§ **Task goal**: Each line below should be repeated exactly, but no picture should be carried over.

====== Material supplied

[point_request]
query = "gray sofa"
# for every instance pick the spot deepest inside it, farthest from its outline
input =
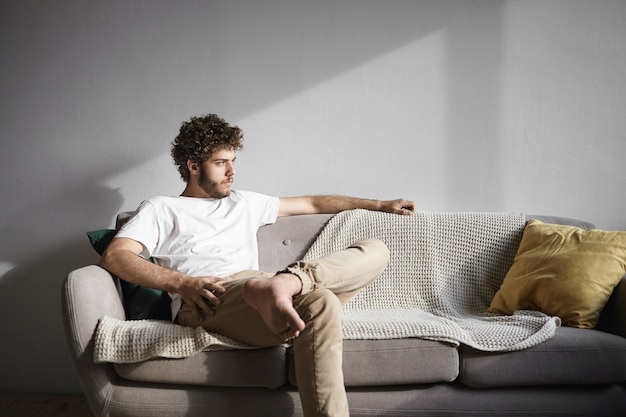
(579, 372)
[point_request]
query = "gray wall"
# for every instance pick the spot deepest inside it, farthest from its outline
(459, 105)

============

§ **Response area**:
[point_request]
query = "gray sofa"
# for every instance pick the spot deepest inside it, farthest from its outline
input =
(579, 372)
[point_request]
query = "gray wall"
# for every instance pick the spot deepest inside it, farthest from its outline
(459, 105)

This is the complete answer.